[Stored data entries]
--
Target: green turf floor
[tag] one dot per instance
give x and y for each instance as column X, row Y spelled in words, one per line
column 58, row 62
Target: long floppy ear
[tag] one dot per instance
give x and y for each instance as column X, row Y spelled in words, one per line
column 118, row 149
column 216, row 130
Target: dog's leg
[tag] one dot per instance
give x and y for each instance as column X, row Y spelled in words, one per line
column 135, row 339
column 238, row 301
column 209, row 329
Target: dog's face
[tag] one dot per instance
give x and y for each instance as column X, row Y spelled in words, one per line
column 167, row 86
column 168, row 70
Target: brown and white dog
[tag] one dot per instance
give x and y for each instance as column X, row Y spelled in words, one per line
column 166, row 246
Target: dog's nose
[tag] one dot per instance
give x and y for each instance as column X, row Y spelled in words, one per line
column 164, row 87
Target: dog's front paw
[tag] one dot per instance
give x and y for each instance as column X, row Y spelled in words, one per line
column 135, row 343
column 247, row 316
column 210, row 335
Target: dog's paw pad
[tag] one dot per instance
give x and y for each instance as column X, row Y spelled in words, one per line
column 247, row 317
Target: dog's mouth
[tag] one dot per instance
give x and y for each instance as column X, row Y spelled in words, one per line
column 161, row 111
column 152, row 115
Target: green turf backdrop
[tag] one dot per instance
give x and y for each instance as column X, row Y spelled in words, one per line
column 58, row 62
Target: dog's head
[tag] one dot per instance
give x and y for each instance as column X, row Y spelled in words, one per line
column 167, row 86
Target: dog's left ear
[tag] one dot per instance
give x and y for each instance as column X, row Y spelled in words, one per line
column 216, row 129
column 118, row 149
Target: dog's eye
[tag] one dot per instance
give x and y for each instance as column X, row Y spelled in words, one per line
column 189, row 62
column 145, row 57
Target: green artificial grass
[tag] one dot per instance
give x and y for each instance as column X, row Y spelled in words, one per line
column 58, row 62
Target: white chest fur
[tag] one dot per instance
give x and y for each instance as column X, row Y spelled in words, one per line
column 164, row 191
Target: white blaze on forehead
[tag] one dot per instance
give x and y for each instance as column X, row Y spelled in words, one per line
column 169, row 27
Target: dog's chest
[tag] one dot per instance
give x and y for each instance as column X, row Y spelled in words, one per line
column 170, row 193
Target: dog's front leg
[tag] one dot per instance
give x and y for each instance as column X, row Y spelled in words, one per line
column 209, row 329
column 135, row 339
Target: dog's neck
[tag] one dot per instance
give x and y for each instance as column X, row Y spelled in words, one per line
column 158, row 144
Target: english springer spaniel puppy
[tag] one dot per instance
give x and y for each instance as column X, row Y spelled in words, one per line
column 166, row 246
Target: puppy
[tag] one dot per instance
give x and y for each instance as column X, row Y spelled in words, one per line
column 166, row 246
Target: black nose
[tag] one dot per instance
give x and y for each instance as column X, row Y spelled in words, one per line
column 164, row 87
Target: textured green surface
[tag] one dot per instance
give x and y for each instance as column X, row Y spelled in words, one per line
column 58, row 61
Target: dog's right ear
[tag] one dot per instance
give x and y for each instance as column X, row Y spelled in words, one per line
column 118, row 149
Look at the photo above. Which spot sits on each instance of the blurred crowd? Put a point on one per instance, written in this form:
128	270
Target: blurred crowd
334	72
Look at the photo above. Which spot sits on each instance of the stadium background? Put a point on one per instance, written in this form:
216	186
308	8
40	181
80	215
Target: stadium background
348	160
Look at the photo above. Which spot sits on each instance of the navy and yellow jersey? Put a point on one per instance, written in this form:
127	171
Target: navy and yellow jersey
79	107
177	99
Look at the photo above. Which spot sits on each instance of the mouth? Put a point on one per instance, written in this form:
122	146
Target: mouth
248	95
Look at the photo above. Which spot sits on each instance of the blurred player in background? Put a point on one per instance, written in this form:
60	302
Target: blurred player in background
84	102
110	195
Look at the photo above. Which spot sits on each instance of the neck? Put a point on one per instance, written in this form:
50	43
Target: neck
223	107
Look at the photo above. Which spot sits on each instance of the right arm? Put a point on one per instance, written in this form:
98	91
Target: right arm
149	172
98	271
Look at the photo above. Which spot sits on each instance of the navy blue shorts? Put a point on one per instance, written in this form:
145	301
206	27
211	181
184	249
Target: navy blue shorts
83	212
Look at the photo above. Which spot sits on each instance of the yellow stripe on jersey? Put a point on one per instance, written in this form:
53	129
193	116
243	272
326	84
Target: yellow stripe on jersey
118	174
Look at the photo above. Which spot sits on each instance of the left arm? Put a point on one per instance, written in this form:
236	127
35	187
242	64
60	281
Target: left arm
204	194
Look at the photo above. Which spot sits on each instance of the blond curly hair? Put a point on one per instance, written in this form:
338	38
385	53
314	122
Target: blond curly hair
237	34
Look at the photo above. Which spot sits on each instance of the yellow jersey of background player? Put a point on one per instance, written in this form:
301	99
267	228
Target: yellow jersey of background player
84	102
--
> _What is expected_: The answer must consist of every line from the entries that holds the string "white".

> _Exercise answer_:
Target: brown and white dog
Target: white chest fur
Target: white blaze on forehead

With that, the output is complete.